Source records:
-.-.-
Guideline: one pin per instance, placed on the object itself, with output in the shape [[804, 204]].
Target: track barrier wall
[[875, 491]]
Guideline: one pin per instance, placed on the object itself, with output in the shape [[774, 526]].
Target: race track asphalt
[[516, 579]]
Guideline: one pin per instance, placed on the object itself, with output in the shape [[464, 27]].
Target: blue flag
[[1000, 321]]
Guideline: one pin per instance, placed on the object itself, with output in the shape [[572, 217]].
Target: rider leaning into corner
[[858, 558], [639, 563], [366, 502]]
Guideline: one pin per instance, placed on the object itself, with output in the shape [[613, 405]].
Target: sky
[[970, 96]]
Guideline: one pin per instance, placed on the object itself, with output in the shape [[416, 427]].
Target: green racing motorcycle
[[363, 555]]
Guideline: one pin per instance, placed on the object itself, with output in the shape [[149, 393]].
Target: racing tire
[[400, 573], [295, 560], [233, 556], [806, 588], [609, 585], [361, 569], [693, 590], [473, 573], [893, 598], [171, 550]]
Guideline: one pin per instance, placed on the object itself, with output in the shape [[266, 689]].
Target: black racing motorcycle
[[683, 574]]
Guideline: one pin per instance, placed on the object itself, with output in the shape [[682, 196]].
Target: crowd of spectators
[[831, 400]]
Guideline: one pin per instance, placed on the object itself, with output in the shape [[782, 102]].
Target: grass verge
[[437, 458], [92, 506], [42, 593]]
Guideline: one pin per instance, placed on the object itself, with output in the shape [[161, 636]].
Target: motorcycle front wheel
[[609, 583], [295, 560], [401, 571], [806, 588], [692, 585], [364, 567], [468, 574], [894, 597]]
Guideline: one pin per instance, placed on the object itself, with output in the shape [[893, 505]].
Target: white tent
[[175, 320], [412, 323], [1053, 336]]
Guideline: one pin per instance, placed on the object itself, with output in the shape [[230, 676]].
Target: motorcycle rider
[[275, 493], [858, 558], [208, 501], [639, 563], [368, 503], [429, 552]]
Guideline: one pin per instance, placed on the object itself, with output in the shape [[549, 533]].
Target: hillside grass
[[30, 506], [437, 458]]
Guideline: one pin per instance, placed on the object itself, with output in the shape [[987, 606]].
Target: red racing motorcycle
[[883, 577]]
-.-.-
WORK INSTRUCTION: Print the lines above, unchanged, from the start of the records to the line with "shape [[416, 427]].", including that final line.

RESPONSE AREA:
Guideline: one pin per instance, placed on the object itself, with output in the shape [[804, 204]].
Target: track barrier wall
[[875, 491]]
Guideline: one pin per instance, placed on the object itself, with output in the shape [[774, 526]].
Target: race track asphalt
[[516, 579]]
Guideline: one pin per instance, placed on the object itself, with output in the shape [[464, 27]].
Target: blue flag
[[1000, 321]]
Guideline: one pin per instance, placed on the object itself, with output in the shape [[572, 217]].
Target: rider leaning into corner
[[858, 558], [639, 563], [366, 502]]
Guideline: one pin per instance, placed on the object itself, with output in the shape [[613, 405]].
Target: sky
[[970, 96]]
Guideline: one pin per instance, placed on the object itself, with output in the shape [[416, 427]].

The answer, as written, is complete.